TASKS AND EXERCISES =>
[a] In the mailing list message about the file_fdw bug, translate the sentence "Sorry, I don't understand this." into Spanish.
[b] Print the part of the file_fdw bug message from "(2018/11/08 10:50), Thomas" up to and including "garbage to us.".
[c] In the file_fdw bug message, turn the header paragraph that begins "From: Etsuro Fujita" into a short list of its main facts, leaving out the email addresses.

EXTRACT =>
——————————
Re: BUG #15449: file_fdw using program cause exit code error when using LIMIT

From: Etsuro Fujita <fujita(dot)etsuro(at)lab(dot)ntt(dot)co(dot)jp>
To: Thomas Munro <thomas(dot)munro(at)enterprisedb(dot)com>
Cc: Kyotaro HORIGUCHI <horiguchi(dot)kyotaro(at)lab(dot)ntt(dot)co(dot)jp>, Tom Lane <tgl(at)sss(dot)pgh(dot)pa(dot)us>, Eric Cyr <eric(dot)cyr(at)gmail(dot)com>, PostgreSQL mailing lists <pgsql-bugs(at)lists(dot)postgresql(dot)org>, PostgreSQL Hackers <pgsql-hackers(at)lists(dot)postgresql(dot)org>
Subject: Re: BUG #15449: file_fdw using program cause exit code error when using LIMIT
Date: 2018-11-08 12:52:31
Message-ID: 5BE4318F.4040002@lab.ntt.co.jp
Views: Raw Message | Whole Thread | Download mbox | Resend email
Thread:
Lists: pgsql-bugs pgsql-hackers

(2018/11/08 10:50), Thomas Munro wrote:
> On Wed, Nov 7, 2018 at 11:03 PM Etsuro Fujita
> <fujita(dot)etsuro(at)lab(dot)ntt(dot)co(dot)jp> wrote:
>> (2018/11/07 9:22), Kyotaro HORIGUCHI wrote:
>>> At Tue, 06 Nov 2018 21:07:37 +0900, Etsuro Fujita<fujita(dot)etsuro(at)lab(dot)ntt(dot)co(dot)jp> wrote in<5BE18409(dot)2070004(at)lab(dot)ntt(dot)co(dot)jp>
>>>> (2018/11/06 12:53), Kyotaro HORIGUCHI wrote:
>>>>> even if it comes from another pipe, we can assume that the
>>>>> SIGPIPE immediately stopped the program before returning any
>>>>> garbage to us.
>>>>
>>>> Sorry, I don't understand this.
——————————
GIVEN ENTRIES =>
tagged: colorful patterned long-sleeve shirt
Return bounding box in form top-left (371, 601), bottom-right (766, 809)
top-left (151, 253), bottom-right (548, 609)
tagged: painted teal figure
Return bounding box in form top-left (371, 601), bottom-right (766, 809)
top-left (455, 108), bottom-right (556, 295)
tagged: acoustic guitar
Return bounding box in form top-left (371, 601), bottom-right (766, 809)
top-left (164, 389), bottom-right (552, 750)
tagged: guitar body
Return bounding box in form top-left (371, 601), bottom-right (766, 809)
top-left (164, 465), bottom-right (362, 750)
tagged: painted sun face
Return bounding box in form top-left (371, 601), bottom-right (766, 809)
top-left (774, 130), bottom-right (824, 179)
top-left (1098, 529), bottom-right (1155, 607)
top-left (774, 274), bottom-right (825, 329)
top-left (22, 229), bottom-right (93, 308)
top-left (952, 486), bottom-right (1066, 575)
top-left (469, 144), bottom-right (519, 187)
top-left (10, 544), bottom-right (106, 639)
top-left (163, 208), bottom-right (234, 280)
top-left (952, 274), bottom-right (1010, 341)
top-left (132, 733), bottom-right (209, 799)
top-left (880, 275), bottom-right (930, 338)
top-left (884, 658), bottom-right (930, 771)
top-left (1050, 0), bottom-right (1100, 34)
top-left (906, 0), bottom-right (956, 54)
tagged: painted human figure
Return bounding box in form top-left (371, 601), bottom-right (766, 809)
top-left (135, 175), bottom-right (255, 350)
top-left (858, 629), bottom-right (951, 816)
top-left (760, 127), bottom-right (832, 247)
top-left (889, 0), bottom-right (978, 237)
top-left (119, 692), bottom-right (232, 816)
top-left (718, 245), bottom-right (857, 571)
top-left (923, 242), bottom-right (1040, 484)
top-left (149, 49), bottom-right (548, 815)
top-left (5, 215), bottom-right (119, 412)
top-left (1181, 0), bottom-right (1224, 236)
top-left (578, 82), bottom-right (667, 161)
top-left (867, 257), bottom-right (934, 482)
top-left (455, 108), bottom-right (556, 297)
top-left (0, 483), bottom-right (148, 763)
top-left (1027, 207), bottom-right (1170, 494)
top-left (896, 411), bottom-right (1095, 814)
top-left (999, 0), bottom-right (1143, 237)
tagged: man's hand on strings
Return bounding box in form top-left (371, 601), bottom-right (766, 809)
——————————
OUTPUTS IN ORDER =>
[a] Lo siento, no entiendo esto.

[b]
(2018/11/08 10:50), Thomas Munro wrote:
> On Wed, Nov 7, 2018 at 11:03 PM Etsuro Fujita
> <fujita(dot)etsuro(at)lab(dot)ntt(dot)co(dot)jp> wrote:
>> (2018/11/07 9:22), Kyotaro HORIGUCHI wrote:
>>> At Tue, 06 Nov 2018 21:07:37 +0900, Etsuro Fujita<fujita(dot)etsuro(at)lab(dot)ntt(dot)co(dot)jp> wrote in<5BE18409(dot)2070004(at)lab(dot)ntt(dot)co(dot)jp>
>>>> (2018/11/06 12:53), Kyotaro HORIGUCHI wrote:
>>>>> even if it comes from another pipe, we can assume that the
>>>>> SIGPIPE immediately stopped the program before returning any
>>>>> garbage to us.

[c]
- From: Etsuro Fujita
- To: Thomas Munro
- Cc: Kyotaro HORIGUCHI, Tom Lane, Eric Cyr, PostgreSQL mailing lists, PostgreSQL Hackers
- Subject: Re: BUG #15449: file_fdw using program cause exit code error when using LIMIT
- Date: 2018-11-08 12:52:31
- Message-ID: 5BE4318F.4040002@lab.ntt.co.jp
- Lists: pgsql-bugs, pgsql-hackers